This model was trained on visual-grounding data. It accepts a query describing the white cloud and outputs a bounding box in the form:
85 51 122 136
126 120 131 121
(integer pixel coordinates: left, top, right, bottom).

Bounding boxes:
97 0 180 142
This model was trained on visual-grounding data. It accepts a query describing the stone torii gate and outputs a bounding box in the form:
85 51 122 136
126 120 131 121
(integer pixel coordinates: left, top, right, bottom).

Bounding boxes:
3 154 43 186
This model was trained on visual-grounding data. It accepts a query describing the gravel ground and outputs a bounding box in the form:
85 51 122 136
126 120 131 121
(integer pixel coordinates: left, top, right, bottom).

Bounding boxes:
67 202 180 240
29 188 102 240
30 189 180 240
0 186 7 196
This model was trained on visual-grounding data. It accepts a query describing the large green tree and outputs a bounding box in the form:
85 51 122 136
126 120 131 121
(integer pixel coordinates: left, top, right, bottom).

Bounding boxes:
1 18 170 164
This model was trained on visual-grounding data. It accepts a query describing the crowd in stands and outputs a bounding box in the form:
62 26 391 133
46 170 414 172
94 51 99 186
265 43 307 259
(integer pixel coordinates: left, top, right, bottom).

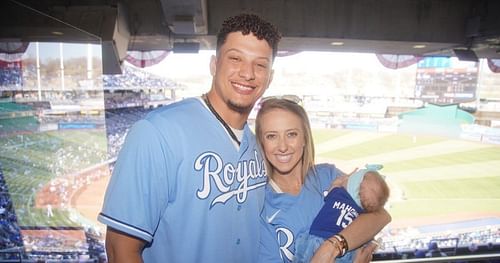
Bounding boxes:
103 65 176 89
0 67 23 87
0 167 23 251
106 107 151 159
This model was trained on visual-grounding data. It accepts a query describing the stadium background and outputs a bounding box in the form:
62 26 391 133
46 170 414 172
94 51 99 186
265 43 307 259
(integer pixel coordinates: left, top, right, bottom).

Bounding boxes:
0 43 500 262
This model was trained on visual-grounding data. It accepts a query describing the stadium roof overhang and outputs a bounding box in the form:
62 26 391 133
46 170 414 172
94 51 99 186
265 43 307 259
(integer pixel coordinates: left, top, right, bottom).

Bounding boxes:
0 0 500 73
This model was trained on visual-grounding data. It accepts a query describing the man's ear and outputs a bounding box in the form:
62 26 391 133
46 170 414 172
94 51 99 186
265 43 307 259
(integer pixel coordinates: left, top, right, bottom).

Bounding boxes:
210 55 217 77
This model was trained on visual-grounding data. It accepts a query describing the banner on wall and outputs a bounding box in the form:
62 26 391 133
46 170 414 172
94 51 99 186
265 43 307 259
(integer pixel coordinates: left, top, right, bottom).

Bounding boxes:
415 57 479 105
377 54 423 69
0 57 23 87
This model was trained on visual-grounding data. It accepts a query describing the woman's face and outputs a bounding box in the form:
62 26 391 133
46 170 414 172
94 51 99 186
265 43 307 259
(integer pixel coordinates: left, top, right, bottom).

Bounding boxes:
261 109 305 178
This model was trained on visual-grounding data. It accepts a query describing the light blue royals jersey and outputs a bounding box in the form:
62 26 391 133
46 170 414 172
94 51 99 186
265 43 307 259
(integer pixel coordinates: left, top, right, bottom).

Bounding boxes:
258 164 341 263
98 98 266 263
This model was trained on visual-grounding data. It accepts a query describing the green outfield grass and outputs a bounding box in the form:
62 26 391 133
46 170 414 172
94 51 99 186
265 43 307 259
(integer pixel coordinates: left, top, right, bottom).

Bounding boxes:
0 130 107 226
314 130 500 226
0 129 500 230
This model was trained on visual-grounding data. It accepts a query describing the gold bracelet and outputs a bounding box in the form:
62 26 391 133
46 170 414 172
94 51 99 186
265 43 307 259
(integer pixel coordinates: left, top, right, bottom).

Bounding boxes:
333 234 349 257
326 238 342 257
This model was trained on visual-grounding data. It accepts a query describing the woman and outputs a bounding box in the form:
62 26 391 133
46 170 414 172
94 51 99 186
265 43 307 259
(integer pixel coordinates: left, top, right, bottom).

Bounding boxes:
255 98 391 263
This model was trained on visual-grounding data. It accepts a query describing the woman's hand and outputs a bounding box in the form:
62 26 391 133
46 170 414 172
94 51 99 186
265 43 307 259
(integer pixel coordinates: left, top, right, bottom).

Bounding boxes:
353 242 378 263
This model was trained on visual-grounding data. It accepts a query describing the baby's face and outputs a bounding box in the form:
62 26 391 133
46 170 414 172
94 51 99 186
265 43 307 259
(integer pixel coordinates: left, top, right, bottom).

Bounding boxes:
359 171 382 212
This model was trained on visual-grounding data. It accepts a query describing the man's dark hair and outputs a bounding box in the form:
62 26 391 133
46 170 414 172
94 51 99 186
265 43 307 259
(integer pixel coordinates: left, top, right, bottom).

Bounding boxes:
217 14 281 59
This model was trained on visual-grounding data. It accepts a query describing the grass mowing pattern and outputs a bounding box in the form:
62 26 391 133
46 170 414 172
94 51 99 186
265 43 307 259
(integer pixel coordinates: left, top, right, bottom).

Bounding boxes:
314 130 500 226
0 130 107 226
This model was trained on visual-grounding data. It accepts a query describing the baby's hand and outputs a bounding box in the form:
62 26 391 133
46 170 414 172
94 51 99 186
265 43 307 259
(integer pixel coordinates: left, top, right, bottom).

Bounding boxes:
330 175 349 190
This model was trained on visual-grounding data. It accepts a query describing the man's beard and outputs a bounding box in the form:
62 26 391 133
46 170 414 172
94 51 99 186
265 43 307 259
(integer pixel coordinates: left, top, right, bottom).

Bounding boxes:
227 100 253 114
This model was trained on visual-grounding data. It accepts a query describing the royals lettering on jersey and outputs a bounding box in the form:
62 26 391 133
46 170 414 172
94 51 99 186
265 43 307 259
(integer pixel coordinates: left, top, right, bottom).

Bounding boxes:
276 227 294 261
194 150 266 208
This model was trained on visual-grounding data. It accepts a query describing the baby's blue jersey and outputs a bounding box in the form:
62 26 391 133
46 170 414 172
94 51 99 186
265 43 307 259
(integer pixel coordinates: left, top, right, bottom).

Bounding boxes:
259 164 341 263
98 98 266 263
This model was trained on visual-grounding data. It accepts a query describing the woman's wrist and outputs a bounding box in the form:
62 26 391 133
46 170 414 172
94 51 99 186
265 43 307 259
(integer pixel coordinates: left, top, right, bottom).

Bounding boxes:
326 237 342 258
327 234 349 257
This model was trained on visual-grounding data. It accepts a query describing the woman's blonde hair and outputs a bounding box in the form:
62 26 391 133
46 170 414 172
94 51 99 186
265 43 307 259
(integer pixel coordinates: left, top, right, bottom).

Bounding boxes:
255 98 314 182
::::::::::
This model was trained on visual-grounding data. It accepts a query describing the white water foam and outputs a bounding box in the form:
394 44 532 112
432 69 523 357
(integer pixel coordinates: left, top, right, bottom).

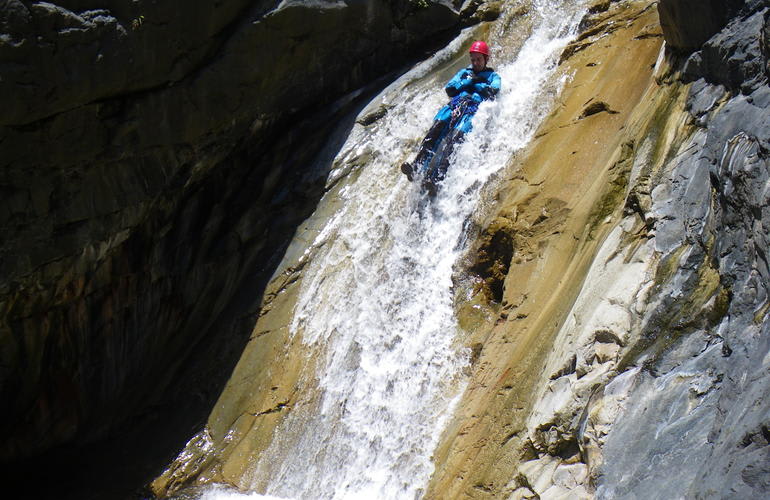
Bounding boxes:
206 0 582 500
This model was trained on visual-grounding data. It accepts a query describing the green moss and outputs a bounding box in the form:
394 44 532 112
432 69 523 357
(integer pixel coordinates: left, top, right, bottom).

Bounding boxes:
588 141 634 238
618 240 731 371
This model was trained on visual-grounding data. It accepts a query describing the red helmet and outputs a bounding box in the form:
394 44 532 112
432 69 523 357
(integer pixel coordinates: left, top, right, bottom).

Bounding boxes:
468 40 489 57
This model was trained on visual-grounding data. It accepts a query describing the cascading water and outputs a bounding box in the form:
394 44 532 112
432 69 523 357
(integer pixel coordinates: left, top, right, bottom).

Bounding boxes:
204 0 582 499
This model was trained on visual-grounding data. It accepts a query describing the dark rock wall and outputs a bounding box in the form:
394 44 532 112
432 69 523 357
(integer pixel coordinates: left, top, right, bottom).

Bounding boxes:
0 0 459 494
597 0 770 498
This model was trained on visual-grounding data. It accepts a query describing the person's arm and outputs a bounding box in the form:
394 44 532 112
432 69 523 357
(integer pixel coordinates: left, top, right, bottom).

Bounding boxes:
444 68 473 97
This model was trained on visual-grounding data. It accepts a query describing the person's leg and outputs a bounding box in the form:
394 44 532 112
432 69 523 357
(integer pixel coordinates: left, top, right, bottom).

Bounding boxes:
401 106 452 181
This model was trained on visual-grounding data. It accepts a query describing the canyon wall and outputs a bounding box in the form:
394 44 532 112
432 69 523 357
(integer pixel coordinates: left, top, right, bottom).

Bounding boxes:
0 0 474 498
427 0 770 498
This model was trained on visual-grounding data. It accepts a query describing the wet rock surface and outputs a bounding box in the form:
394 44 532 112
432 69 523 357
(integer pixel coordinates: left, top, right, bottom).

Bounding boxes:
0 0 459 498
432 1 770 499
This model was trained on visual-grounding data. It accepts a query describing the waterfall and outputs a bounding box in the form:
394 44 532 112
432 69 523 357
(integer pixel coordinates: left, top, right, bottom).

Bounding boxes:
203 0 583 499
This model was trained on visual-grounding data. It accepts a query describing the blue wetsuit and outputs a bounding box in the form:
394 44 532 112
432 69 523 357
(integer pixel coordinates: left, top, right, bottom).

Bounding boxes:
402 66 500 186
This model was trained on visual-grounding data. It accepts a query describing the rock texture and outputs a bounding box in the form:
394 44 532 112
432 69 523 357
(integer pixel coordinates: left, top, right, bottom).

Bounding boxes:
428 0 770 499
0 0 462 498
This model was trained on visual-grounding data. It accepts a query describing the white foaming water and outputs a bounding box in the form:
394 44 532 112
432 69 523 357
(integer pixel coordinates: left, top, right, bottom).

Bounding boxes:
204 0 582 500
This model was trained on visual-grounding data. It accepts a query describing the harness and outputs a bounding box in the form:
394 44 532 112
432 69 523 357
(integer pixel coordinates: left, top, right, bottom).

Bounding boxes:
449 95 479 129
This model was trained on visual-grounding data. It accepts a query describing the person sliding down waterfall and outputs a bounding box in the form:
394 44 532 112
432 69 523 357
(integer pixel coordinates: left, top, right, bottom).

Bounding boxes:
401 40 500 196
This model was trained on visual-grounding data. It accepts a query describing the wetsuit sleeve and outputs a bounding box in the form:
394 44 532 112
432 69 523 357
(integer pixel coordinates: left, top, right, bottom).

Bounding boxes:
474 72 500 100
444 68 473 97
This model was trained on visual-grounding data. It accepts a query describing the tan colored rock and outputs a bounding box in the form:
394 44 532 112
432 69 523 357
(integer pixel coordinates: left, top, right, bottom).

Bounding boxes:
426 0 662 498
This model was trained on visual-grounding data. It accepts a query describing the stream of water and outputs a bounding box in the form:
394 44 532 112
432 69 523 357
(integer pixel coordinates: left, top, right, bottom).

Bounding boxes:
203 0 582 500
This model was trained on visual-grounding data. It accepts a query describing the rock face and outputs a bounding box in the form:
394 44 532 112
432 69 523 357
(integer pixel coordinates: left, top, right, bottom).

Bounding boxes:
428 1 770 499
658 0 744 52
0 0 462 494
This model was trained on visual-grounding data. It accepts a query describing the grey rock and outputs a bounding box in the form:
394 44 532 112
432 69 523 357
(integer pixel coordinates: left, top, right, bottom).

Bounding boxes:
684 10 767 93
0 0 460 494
::::::::::
> _WHAT YOU HAVE TO DO_:
Rewrite the lines starting at the one that contains "the white cloud" and ending at the one that contains "3 154 43 186", changing every "query" to "prompt" and leaving everything else as it is.

> _RESPONSE TO THIS TASK_:
This model was trained on visual-grounding data. It accepts a prompt describing the white cloud and outputs a bounding box in the form:
85 51 122 136
126 120 131 121
(integer pixel coordinates: left, top, right, bottom).

Bounding boxes:
97 0 180 142
This model was trained on visual-grounding data. It accepts a prompt describing the stone torii gate and outputs a bounding box in the form:
85 51 122 136
126 120 131 121
(integer pixel coordinates: left, top, right, bottom).

Bounding boxes:
3 154 43 186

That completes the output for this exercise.